TASK PROMPT: Switch every "pixel coordinates" in the material below to "image coordinates" and reproduce the material otherwise unchanged. Leave the pictures out.

DATA IN THIS EXERCISE:
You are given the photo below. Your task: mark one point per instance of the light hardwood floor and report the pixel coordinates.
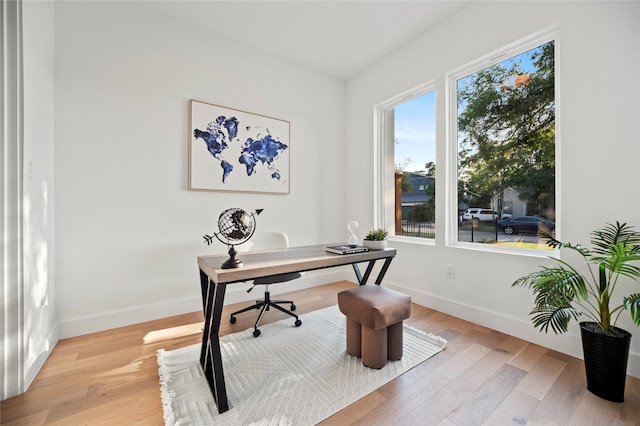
(483, 377)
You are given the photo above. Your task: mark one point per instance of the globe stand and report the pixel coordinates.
(233, 261)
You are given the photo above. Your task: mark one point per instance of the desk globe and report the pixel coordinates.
(235, 226)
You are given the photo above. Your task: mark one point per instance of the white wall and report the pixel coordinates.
(40, 328)
(599, 139)
(127, 229)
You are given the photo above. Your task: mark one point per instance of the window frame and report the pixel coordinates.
(451, 150)
(384, 160)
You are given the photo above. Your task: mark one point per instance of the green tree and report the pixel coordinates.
(506, 128)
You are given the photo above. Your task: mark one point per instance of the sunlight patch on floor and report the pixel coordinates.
(172, 332)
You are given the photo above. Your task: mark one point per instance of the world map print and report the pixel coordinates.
(250, 146)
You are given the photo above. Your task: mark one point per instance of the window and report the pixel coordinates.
(504, 139)
(406, 164)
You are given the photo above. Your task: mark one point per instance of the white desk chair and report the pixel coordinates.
(269, 241)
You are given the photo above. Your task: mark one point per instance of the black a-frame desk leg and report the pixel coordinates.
(362, 279)
(210, 357)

THE SOLUTION:
You are given the photo below. Your task: mark one point per instance of the light hardwood floor and report the image coordinates.
(483, 377)
You are given the photo above. Your task: mark one point per instance of the globe stand and report the image coordinates.
(233, 261)
You are given the photo above. Your task: mark one point per instance of the desk globe and report the image coordinates.
(235, 226)
You are given the photo above. Your task: mark one point per instance of the white wall and report the image coordinates.
(40, 328)
(599, 139)
(127, 229)
You are given the photo above. Your task: mark one point per instance of the window frame and report the image coordinates.
(451, 150)
(384, 160)
You are given the photo above. Your task: mark one point per instance of the green tree and report the image coordinates.
(506, 128)
You are given the photo above. Your task: mark one point per instance of the sunlight patch on floor and report the image coordinates.
(172, 332)
You are given the photo above. Your task: mark one point per instance of the world map print and report the image coordinates.
(250, 146)
You are given the photo above. Your task: mark one point per instance of the window and report the image coordinates.
(504, 139)
(406, 164)
You are given the photo above. Your task: mark one point per instance of the white desk chair and report the image coordinates.
(269, 241)
You are given the photo above. Your task: mark one point per instance of the black a-frame desk leg and report the image coordinates.
(362, 279)
(210, 357)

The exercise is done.